To do:
Word for word, copy out every line of the records, omitting each picture.

Material for the task:
● ● ● ● ●

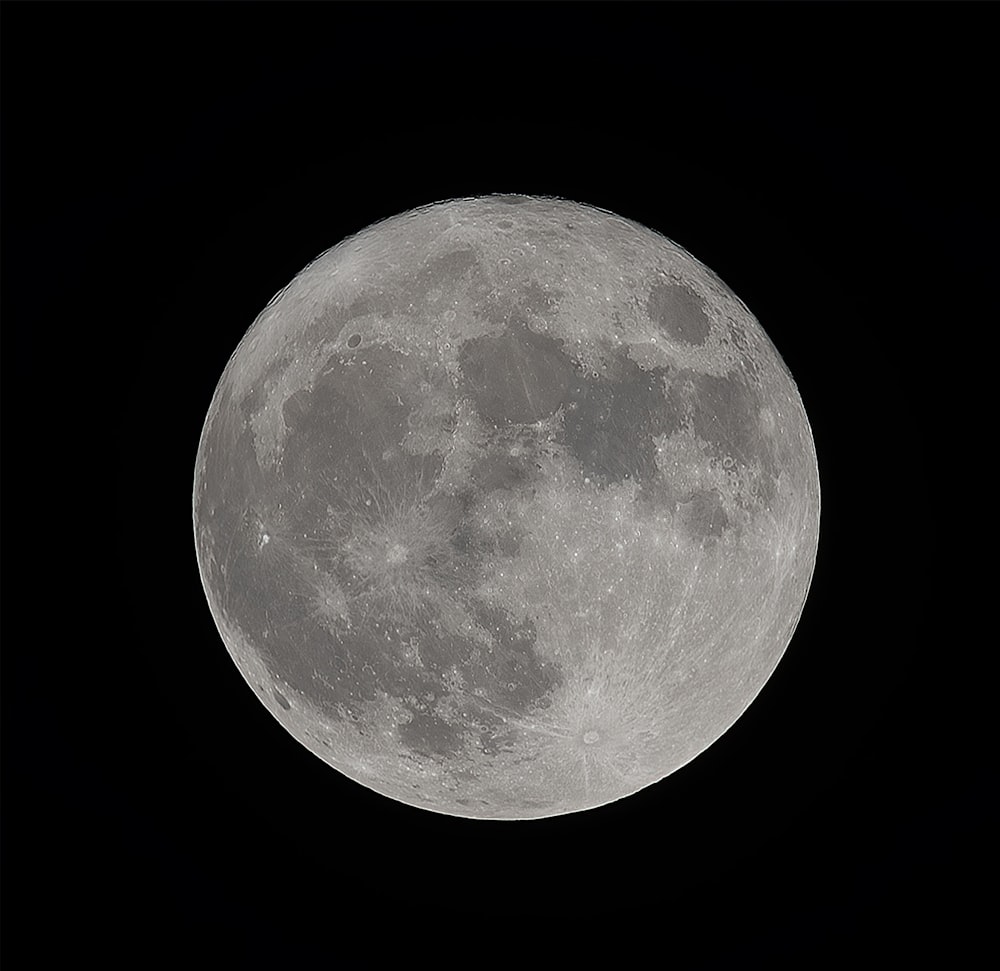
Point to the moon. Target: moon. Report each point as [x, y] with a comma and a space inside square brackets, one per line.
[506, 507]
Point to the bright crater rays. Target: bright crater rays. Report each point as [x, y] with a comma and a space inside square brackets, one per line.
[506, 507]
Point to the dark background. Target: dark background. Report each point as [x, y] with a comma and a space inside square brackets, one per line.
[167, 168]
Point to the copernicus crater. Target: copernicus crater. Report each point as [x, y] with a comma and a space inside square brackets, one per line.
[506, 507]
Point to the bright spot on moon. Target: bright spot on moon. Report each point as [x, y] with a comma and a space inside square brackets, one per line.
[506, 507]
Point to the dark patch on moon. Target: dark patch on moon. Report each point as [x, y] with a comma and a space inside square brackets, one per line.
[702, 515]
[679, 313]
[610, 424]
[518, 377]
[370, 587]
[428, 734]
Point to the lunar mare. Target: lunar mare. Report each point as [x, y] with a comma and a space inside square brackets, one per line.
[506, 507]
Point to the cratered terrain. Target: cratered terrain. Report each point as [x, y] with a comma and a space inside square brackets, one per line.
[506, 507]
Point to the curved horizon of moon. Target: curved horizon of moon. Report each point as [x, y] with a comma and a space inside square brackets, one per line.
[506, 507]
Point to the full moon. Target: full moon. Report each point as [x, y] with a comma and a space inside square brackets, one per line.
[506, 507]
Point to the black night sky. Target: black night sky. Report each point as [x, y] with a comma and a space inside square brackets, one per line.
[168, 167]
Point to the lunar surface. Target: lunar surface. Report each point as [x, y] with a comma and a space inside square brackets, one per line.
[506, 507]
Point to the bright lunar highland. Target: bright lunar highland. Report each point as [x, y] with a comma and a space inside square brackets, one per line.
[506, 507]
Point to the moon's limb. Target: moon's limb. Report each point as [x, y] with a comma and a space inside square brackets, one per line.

● ● ● ● ●

Solution for this exercise:
Point to the moon. Target: moon. Report each point as [x, y] with a comma and a space inside square brackets, one per line.
[506, 507]
Point to the bright crater rays. Target: bright crater rays. Report each point as [x, y] with a comma and a space inside square brackets, one per line.
[506, 507]
Point to the dark background. Target: dark background. Report each point as [x, y] with a comma and a space inside square brackets, one per line.
[167, 168]
Point to the copernicus crater. Target: copernicus crater. Report each point as [x, y] with a comma and a space inside square brackets, one per line.
[506, 507]
Point to the bright spot on moon. Target: bright spot on moon. Report each point as [x, y] with a comma and a space inside square brackets, one per line.
[506, 507]
Point to the dark patch on moon. Target: dark patch on moon. Report each point as [x, y] with a comma and a space inside square brackets, one per line.
[702, 515]
[679, 313]
[610, 424]
[518, 377]
[370, 587]
[428, 734]
Point to the lunar mare. Target: lunar mare. Report each point as [x, y] with a comma and a space inside square brackets, one per line.
[506, 507]
Point to the cratered terrain. Target: cratered terrain. Report each point as [x, y] with a comma and a space inside square brackets, one per line.
[506, 507]
Point to the curved horizon of moon. Target: curved horizon of moon. Report each point as [x, y] with a comma and a space inside square brackets, one per line.
[506, 507]
Point to the full moon. Target: full moon. Report each point as [x, y] with a comma and a space inside square brackets, one per line.
[506, 507]
Point to the black night sky. Target: black night sky. Report each point as [x, y] with a comma and a space inside square brackets, one per line.
[168, 167]
Point to the lunar surface. Target: lunar surface. Report each point as [x, y] with a comma and a space inside square brackets, one per line.
[506, 507]
Point to the bright lunar highland. Target: bright lunar highland. Report each point as [x, y] with a comma and a space inside square brackets, one per line.
[506, 507]
Point to the moon's limb. Target: moon's limb. Report each point as [x, y] with a comma and a space inside square brackets, one per line.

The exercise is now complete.